Text excerpt
******************************

If you’re like me and constantly feel the need to be keeping up with some artificial timeline for your children’s academic progress, ask yourself “who am I racing against?” If the answer is your friend whose kids are moving more quickly through their curriculum than your kids are, or the public school system, or even just your own expectations, it’s time to remember why you started homeschooling in the first place. Homeschool’s best feature is that it is tailored to the needs of your child, instead of tailoring your child to cookie-cutter standards. Kids are not all one size mentally, emotionally, or physically. Which is why homeschool rejects the idea that education should be a “one size fits all” solution. So find a pace that is comfortable for your child and your lifestyle. Then trust that that pace is the right one and cut yourself (and your kid) some slack.
Did you notice a theme in those three lessons? Essentially this first year has been one reminder after another that homeschooling is about doing what’s best for our family and no one else. And I expect I’m going to keep needing that reminder over the years. What lessons have you learned in this last school year, homeschooled or not? I’d love to hear your thoughts!

******************************

[Dataset entries]
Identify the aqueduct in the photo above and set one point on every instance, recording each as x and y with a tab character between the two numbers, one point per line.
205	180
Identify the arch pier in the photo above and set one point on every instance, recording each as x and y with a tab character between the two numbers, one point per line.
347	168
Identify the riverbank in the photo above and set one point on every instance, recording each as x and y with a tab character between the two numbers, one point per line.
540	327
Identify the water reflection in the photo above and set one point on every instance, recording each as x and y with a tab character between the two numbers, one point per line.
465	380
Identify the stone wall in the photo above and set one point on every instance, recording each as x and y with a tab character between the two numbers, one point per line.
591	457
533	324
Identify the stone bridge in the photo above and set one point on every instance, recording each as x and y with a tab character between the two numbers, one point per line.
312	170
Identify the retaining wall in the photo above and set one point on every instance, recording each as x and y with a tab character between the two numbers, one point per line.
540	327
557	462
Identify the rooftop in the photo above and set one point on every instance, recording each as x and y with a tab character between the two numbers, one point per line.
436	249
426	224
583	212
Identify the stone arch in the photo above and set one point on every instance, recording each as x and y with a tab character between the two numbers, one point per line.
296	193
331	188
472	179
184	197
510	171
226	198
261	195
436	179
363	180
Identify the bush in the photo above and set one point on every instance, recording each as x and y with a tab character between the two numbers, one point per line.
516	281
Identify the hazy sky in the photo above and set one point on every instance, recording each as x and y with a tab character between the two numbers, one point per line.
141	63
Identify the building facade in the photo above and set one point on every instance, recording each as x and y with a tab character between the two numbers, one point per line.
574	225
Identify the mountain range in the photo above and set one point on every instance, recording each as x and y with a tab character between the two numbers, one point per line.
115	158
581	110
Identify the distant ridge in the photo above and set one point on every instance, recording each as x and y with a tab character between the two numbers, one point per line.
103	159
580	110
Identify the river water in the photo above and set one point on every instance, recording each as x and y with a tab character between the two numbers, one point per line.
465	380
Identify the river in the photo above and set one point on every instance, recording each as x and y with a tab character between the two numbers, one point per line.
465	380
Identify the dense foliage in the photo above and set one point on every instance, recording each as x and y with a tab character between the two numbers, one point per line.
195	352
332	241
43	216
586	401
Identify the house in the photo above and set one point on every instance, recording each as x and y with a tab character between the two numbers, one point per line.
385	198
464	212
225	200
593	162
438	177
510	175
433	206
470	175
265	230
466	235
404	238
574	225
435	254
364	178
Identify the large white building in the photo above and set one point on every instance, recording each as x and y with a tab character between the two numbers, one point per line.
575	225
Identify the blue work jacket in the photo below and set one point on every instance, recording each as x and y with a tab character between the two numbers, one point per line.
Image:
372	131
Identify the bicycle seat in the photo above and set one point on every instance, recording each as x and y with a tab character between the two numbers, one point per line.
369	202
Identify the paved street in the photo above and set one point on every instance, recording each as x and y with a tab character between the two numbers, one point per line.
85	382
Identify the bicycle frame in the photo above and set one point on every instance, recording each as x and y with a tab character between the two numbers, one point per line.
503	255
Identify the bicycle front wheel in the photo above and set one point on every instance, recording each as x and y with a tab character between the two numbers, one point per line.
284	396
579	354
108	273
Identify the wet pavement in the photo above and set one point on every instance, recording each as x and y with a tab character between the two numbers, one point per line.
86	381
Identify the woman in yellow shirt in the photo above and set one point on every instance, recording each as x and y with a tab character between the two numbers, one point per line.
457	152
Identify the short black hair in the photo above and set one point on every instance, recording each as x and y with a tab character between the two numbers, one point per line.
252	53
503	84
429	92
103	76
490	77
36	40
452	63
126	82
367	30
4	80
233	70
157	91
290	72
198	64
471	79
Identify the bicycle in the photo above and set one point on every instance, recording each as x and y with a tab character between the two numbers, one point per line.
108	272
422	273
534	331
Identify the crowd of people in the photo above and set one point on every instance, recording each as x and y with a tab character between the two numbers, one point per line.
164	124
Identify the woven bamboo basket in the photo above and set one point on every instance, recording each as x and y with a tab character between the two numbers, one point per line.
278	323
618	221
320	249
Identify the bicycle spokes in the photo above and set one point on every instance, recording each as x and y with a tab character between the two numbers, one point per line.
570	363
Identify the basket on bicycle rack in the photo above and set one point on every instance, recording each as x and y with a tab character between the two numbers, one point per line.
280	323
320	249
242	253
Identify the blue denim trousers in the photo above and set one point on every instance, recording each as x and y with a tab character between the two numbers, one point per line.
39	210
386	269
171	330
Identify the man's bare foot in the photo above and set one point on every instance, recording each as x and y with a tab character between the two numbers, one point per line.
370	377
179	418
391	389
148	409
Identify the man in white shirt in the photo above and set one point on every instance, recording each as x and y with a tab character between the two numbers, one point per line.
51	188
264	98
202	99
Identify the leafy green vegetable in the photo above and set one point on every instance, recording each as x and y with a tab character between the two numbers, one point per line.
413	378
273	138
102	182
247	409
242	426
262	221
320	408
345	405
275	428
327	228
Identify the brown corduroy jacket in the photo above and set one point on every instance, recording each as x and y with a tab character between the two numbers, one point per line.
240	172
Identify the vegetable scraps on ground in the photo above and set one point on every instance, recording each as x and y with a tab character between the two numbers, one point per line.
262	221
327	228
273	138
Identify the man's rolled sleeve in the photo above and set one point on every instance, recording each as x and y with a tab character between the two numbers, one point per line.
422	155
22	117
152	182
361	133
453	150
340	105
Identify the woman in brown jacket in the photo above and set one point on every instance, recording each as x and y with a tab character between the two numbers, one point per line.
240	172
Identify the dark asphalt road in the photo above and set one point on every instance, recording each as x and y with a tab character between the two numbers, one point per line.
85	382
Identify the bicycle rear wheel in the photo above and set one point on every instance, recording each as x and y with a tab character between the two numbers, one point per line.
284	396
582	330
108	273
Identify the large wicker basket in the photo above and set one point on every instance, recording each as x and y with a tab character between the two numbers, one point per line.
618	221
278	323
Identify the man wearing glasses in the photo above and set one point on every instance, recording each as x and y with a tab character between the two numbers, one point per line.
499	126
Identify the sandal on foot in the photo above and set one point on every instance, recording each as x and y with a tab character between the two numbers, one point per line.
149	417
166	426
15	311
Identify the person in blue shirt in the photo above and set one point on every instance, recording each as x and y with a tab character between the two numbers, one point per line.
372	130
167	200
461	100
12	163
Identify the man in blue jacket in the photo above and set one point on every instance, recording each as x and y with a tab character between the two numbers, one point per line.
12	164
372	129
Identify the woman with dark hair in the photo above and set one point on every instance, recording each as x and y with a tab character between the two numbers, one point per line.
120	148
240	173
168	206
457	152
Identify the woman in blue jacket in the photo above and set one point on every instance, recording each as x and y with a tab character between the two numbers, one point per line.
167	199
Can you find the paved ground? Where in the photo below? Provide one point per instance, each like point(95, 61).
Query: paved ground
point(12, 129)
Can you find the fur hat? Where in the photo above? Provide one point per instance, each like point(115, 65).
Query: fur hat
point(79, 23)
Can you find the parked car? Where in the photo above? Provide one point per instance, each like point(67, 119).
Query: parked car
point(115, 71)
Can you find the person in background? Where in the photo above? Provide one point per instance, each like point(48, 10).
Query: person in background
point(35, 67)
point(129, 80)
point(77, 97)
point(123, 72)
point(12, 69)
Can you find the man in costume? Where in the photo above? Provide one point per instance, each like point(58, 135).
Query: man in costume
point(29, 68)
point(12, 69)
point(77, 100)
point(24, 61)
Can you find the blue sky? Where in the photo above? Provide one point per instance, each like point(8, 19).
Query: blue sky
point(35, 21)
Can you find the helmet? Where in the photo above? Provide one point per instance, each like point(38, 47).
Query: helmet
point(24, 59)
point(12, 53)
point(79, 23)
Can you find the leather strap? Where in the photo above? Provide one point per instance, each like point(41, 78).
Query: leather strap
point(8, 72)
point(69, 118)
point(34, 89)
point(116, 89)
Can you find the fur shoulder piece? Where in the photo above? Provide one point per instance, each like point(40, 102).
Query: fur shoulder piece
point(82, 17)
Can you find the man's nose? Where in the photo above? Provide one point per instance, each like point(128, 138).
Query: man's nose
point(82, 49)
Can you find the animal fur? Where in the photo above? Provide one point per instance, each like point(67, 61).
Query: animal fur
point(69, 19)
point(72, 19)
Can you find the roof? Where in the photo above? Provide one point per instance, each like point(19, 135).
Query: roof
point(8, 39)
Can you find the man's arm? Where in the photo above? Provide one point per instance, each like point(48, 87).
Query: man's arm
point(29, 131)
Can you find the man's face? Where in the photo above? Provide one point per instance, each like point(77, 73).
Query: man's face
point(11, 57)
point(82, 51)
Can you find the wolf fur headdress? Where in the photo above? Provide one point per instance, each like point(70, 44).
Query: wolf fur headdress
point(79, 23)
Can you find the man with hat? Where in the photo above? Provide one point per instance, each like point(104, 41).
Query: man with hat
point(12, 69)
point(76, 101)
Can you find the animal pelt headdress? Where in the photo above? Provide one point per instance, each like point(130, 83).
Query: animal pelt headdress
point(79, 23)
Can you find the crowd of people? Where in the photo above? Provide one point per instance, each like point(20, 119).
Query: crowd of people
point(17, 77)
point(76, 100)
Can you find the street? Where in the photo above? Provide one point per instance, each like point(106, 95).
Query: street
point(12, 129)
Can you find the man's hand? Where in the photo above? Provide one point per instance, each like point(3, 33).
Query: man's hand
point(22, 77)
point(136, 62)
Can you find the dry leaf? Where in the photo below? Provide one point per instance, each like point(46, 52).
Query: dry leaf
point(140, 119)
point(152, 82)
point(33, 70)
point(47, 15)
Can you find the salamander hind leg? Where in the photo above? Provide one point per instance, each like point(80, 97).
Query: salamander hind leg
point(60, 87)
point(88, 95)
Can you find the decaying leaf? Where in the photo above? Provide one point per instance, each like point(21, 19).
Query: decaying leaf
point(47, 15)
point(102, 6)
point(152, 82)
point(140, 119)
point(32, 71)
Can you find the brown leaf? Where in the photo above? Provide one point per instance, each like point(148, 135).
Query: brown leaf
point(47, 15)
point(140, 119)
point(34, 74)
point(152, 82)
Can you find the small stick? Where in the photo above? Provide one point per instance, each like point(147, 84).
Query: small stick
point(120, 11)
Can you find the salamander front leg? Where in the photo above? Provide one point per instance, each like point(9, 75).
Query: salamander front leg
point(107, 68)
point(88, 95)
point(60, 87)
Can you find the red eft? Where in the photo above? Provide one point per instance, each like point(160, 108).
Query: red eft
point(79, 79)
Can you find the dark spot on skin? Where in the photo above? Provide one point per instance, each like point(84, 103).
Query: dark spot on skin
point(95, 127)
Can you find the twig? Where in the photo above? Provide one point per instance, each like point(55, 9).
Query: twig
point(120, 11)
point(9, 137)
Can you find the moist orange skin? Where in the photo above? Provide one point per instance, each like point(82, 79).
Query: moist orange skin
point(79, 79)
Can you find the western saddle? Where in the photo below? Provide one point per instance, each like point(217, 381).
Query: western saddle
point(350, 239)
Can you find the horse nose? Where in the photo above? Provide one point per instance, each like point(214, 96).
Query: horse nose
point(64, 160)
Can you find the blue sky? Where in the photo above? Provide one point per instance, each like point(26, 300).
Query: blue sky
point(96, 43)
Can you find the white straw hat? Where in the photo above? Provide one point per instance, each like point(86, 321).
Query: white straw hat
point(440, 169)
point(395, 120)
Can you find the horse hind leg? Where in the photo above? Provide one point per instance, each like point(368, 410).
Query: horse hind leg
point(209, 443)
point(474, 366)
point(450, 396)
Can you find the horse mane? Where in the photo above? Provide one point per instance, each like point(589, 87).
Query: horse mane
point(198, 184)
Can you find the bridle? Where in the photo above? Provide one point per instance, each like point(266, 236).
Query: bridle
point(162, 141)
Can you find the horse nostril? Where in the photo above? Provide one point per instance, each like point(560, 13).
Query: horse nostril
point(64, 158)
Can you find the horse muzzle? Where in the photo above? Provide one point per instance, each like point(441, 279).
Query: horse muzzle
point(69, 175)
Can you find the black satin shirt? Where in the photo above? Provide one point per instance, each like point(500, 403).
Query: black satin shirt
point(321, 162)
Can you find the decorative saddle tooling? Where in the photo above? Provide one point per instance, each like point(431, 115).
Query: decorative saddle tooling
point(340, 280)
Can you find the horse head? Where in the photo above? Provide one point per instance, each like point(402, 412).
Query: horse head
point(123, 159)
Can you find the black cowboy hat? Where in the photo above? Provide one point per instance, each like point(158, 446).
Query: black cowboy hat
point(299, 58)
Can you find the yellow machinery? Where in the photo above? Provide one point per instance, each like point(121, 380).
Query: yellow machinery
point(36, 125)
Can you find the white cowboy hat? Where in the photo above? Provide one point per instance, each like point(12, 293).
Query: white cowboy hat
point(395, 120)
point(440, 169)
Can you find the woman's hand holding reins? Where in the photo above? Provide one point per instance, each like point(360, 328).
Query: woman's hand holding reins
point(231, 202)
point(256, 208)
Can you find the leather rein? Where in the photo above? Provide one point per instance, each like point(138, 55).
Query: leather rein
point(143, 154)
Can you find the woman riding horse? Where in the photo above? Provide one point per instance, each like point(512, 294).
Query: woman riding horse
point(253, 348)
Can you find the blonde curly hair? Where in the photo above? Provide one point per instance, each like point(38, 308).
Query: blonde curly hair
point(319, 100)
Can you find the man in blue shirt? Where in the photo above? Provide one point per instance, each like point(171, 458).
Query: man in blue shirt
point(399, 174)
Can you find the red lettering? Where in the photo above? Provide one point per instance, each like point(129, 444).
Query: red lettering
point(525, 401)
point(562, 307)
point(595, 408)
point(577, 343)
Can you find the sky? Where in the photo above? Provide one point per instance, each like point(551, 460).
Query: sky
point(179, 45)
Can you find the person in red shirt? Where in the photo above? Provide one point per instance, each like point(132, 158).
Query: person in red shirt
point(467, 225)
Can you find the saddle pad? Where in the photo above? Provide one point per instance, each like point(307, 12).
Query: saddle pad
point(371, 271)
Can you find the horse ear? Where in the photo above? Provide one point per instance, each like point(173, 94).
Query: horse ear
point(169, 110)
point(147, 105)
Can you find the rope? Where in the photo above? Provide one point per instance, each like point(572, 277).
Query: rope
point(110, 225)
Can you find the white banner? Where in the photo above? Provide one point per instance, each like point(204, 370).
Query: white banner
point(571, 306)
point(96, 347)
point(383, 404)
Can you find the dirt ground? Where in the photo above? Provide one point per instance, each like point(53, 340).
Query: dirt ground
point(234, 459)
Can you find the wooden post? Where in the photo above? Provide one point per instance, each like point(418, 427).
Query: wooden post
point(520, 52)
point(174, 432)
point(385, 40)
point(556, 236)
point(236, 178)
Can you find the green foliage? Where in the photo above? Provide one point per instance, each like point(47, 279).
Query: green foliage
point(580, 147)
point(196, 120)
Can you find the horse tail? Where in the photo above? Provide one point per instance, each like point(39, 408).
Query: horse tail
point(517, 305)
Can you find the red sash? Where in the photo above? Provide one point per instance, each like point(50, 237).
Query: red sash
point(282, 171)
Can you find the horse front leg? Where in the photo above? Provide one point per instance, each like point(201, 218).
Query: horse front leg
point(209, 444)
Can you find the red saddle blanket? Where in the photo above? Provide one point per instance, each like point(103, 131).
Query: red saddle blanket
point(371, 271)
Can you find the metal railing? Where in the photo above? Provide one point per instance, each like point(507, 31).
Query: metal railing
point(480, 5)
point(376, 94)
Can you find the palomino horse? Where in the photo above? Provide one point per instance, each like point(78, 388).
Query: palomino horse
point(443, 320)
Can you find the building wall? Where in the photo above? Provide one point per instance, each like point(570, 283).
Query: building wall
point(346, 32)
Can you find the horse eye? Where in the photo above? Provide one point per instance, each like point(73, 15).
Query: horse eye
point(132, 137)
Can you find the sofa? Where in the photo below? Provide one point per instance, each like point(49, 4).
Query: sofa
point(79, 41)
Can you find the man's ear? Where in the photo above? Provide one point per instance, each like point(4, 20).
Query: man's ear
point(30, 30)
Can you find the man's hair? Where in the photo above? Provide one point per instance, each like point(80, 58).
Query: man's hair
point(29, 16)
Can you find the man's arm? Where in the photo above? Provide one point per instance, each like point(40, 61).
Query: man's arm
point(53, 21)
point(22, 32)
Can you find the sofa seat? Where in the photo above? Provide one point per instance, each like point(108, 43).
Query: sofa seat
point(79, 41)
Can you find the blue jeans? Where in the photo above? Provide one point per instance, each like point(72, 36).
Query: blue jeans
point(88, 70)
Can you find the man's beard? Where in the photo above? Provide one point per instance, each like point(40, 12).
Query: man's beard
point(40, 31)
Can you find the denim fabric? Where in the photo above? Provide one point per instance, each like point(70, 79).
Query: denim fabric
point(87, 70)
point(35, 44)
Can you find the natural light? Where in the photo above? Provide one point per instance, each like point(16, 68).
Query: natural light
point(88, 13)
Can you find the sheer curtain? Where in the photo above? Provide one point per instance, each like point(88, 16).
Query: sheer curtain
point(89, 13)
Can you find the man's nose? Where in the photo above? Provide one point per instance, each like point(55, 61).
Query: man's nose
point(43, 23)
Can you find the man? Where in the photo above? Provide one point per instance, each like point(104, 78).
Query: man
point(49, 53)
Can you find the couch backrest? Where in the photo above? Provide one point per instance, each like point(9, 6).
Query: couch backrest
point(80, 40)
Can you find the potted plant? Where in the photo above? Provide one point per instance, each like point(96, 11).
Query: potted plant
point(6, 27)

******************************

What to do
Copy out the full homeschooling passage word for word.

Exercise response
If you’re like me and constantly feel the need to be keeping up with some artificial timeline for your children’s academic progress, ask yourself “who am I racing against?” If the answer is your friend whose kids are moving more quickly through their curriculum than your kids are, or the public school system, or even just your own expectations, it’s time to remember why you started homeschooling in the first place. Homeschool’s best feature is that it is tailored to the needs of your child, instead of tailoring your child to cookie-cutter standards. Kids are not all one size mentally, emotionally, or physically. Which is why homeschool rejects the idea that education should be a “one size fits all” solution. So find a pace that is comfortable for your child and your lifestyle. Then trust that that pace is the right one and cut yourself (and your kid) some slack.
Did you notice a theme in those three lessons? Essentially this first year has been one reminder after another that homeschooling is about doing what’s best for our family and no one else. And I expect I’m going to keep needing that reminder over the years. What lessons have you learned in this last school year, homeschooled or not? I’d love to hear your thoughts!